Passage to read:
>>
According to Ivar's first wife, Maggie, during the late Depression her husband worked hard at finding a place in radio. However, his radio career was launched on luck in 1940, when Ivar answered an emergency call from radio interviewer Morrie Alhadeff (1914-1994) to fill in for a guest who had canceled. Ivar went on the air and sang some of the shanties he had written out and attached to the appropriate tanks in his aquarium.

Ivar's appeal is readily apparent in surviving tapes of those early shows. His voice was pleasing and clear and his stories between songs confident and homespun. He sounded like a real folk singer, and his reputation as Puget Sound's principal champion of regional folk music was mightily advanced by radio. When Pete Seeger (b. 1919) and Woody Guthrie (1912-1967) came through town in the early 1940s they stayed with Ivar and Margaret in their West Seattle home. Years later Ivar would recall how he taught Pete Seeger the "Old Settler's Song." On his part, Seeger remembered teaching it to Ivar. Whichever, the opening stanza became Ivar's theme song on radio and on placemats, and also the source of the name for his Pier 54 restaurant. The first stanza concludes:

"No longer the slave of ambition
I laugh at the world and its shams
As I think of my happy condition
Surrounded by acres of clams."

 Enter Mate Salty

In the 1950s, Ivar became a regular on KOMO TV's award-winning children's program, playing the role of First Mate Salty to Don McCune's (1918-1993) Captain Puget. McCune's polished charm and vibrating baritone matched nicely with Ivar's now-vibrating tenor and excited story-telling.

Ivar the folk singer belonged to both the American Federation of Television and Radio Artists and the Musician's Association of Seattle, Local 76. "This lets me play the guitar legitimately -- ­ not well, but legitimately."
<<
Material for the task:
>>
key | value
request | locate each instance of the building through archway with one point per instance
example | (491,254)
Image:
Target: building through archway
<<
>>
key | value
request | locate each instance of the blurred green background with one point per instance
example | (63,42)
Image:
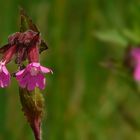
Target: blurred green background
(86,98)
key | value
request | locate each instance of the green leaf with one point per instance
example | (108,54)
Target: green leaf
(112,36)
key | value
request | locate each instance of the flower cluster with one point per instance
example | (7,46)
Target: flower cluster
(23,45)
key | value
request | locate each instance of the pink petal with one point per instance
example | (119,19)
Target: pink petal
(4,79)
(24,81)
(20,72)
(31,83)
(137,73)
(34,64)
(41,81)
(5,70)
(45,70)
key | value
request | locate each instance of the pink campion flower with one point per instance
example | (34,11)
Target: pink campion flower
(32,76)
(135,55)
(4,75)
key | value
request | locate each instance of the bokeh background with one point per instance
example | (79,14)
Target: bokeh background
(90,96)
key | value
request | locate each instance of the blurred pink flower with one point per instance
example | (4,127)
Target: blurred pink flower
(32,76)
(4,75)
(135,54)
<<
>>
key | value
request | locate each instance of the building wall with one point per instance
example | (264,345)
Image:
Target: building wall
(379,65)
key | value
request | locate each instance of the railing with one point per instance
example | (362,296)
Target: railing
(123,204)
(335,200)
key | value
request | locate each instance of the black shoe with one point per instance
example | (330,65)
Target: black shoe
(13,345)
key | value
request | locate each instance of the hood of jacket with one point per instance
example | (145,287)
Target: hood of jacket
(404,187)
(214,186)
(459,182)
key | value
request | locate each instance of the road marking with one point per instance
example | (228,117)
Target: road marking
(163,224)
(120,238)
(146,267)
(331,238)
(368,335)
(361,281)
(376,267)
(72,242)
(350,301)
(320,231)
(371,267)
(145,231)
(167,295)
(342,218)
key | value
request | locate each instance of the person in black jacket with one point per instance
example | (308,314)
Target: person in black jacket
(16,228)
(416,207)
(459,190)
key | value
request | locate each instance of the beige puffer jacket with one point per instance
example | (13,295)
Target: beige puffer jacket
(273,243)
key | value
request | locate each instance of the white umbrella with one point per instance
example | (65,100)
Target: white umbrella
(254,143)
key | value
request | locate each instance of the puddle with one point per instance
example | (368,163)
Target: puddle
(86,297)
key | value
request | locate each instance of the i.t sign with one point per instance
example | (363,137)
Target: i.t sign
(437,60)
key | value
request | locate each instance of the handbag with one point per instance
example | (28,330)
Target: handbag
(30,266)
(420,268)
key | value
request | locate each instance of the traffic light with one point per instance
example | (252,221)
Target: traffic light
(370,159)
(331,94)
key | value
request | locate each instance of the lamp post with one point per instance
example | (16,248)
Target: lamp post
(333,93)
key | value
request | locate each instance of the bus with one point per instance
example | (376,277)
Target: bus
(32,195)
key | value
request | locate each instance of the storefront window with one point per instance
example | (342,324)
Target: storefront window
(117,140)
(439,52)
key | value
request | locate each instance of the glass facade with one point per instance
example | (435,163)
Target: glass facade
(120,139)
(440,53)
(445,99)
<<
What you need to do:
1 > Do these statements agree with the Ivar passage? (a) Ivar's radio career began when he filled in for a guest who had canceled. (b) Pete Seeger and Woody Guthrie stayed at a hotel in downtown Seattle. (c) On KOMO TV, Ivar played Captain Puget. Answer each with yes or no, followed by the deciding words of the passage in quotation marks.
2 > Which lines of the entries contain the string "pink"? Gather every one of them.
The entries have no connection to the Ivar passage.

Expected responses:
1 >
(a) Yes: "to fill in for a guest who had canceled"
(b) No: "they stayed with Ivar and Margaret in their West Seattle home"
(c) No: "playing the role of First Mate Salty to Don McCune's (1918-1993) Captain Puget"

2 >
request | locate each instance of the pink petal with one point per instance
Target: pink petal
request | locate each instance of the pink campion flower with one point per instance
Target: pink campion flower
request | locate each instance of the blurred pink flower with one point per instance
Target: blurred pink flower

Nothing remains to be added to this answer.